EXTRACT PROVIDED >>
>> START
In a nuteshell, I don't have any testing data to share. When we release a body it's always an imediate availability situation and we just formed the fist bodies a few days ago. The body has been run with very positive results since. However we do not support a team racer program for a savings that we pass along to our dealers and customers, so any race results from our bodies is pretty much word of mouth.

I think if you are looking for a more "racecar" look than the Sedan bodies, you won't be disapointed with this body. We have been progressively working our way toward the best GTP look for Touring Chassis' with our Flying M GT, Wildcat 3 and now the Sebring GTP. I think this is as close as we can come with the parameters of the Touring Chassis'. 

Thanks

Gary McAllister


----------



## briano_72 (Jan 21, 2006)

gee gary, did you run into some trouble using the names of the cars ?? all the bodys are #1, #2, etc, etc. that sucks !! you need to get some closer up pics so its not so hard to tell apart now, some of the cars are hard to make out, the trucks also !!


----------



## one18thscalerac (Sep 24, 2006)

i could make out the pics just fine as for the numbers thing how bout that a&e b2 b3 b4 t2 t3 t4 and losi xx then xxx that looks like counting also why does everyone rag on each other here we all love this hobby yet noone sapports eachother


----------
>> END
DIRECTION >> Can you copy the forum thread about RC car bodies word for word, from "I think if you" up to and including "(Jan 21, 2006)"?

Location identification entries
>> START
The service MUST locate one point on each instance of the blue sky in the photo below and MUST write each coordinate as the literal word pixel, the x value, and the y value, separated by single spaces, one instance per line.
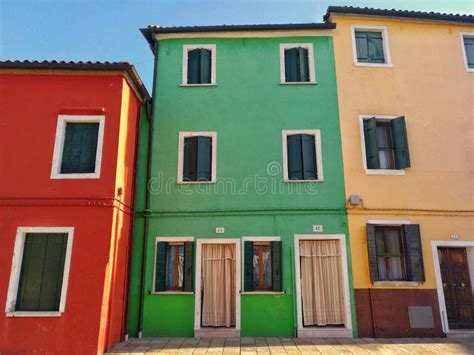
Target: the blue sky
pixel 107 30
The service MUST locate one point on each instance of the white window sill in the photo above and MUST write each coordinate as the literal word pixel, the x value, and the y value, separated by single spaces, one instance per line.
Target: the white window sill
pixel 396 283
pixel 397 172
pixel 33 314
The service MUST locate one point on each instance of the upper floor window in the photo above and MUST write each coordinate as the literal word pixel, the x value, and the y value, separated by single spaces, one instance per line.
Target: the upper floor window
pixel 197 157
pixel 199 65
pixel 467 41
pixel 385 145
pixel 370 46
pixel 297 63
pixel 78 147
pixel 302 158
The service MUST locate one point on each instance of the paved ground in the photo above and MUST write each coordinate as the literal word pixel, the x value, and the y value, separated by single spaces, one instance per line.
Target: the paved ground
pixel 261 346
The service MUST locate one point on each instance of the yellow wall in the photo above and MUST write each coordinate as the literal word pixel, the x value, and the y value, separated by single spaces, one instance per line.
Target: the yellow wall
pixel 429 85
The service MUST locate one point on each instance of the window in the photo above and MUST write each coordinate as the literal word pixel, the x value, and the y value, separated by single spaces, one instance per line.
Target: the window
pixel 385 144
pixel 199 65
pixel 467 42
pixel 395 252
pixel 174 264
pixel 78 147
pixel 40 271
pixel 302 158
pixel 370 46
pixel 197 157
pixel 297 63
pixel 262 264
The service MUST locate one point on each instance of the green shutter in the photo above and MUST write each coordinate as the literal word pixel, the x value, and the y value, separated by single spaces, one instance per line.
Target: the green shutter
pixel 205 66
pixel 413 252
pixel 294 156
pixel 194 66
pixel 309 157
pixel 277 284
pixel 160 267
pixel 400 142
pixel 204 159
pixel 248 266
pixel 371 149
pixel 188 276
pixel 79 148
pixel 372 251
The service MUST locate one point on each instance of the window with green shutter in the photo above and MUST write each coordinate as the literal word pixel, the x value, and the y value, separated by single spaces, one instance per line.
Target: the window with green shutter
pixel 42 270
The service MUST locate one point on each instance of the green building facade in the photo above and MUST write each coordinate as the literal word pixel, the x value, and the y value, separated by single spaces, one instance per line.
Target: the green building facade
pixel 245 154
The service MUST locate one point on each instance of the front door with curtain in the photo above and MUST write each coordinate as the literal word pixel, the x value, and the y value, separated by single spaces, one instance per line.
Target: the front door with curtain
pixel 218 285
pixel 322 286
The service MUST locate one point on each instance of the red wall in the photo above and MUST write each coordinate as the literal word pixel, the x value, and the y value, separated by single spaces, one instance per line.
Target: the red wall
pixel 96 295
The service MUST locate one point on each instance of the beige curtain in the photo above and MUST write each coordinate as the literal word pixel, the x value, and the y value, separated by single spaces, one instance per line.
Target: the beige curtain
pixel 321 282
pixel 218 280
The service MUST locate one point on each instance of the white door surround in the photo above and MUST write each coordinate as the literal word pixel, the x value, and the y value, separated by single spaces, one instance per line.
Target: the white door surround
pixel 323 332
pixel 439 283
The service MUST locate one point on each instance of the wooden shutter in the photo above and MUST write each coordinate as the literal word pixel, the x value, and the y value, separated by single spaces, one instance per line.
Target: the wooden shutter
pixel 248 266
pixel 309 157
pixel 413 252
pixel 188 276
pixel 277 284
pixel 80 147
pixel 160 267
pixel 42 271
pixel 204 159
pixel 205 66
pixel 371 149
pixel 372 251
pixel 291 69
pixel 294 157
pixel 190 159
pixel 400 142
pixel 194 66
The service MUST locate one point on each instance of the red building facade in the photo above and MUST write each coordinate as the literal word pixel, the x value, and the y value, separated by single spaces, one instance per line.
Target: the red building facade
pixel 68 134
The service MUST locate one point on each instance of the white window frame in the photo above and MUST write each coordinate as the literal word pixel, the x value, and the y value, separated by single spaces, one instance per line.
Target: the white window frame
pixel 182 136
pixel 59 145
pixel 16 270
pixel 395 172
pixel 190 47
pixel 168 240
pixel 386 46
pixel 319 155
pixel 257 239
pixel 463 35
pixel 312 75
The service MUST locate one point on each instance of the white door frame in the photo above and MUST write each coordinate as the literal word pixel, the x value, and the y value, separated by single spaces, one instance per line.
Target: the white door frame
pixel 197 303
pixel 439 283
pixel 345 279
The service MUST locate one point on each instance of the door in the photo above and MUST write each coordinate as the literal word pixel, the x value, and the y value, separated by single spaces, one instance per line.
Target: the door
pixel 457 287
pixel 218 285
pixel 322 288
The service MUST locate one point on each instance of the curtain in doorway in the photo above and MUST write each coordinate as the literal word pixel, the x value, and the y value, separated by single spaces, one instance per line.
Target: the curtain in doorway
pixel 321 282
pixel 218 280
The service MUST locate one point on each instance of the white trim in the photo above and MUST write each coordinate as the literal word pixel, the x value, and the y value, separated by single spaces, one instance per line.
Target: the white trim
pixel 16 269
pixel 167 239
pixel 386 47
pixel 439 283
pixel 190 47
pixel 466 34
pixel 308 331
pixel 312 75
pixel 319 155
pixel 395 172
pixel 198 268
pixel 182 136
pixel 59 145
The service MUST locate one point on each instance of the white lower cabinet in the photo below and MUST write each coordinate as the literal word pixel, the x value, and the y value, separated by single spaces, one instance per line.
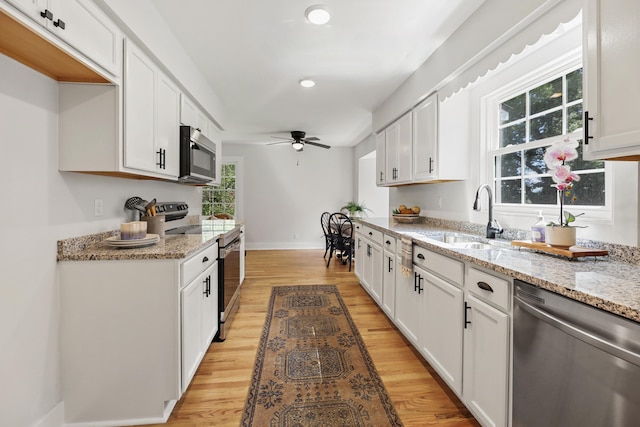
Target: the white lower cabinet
pixel 442 328
pixel 120 367
pixel 408 305
pixel 487 347
pixel 389 283
pixel 199 303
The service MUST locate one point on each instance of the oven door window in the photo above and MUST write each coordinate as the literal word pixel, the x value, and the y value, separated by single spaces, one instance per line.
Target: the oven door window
>> END
ANSWER BELOW >>
I think if you are looking for a more "racecar" look than the Sedan bodies, you won't be disapointed with this body. We have been progressively working our way toward the best GTP look for Touring Chassis' with our Flying M GT, Wildcat 3 and now the Sebring GTP. I think this is as close as we can come with the parameters of the Touring Chassis'. 

Thanks

Gary McAllister


----------



## briano_72 (Jan 21, 2006)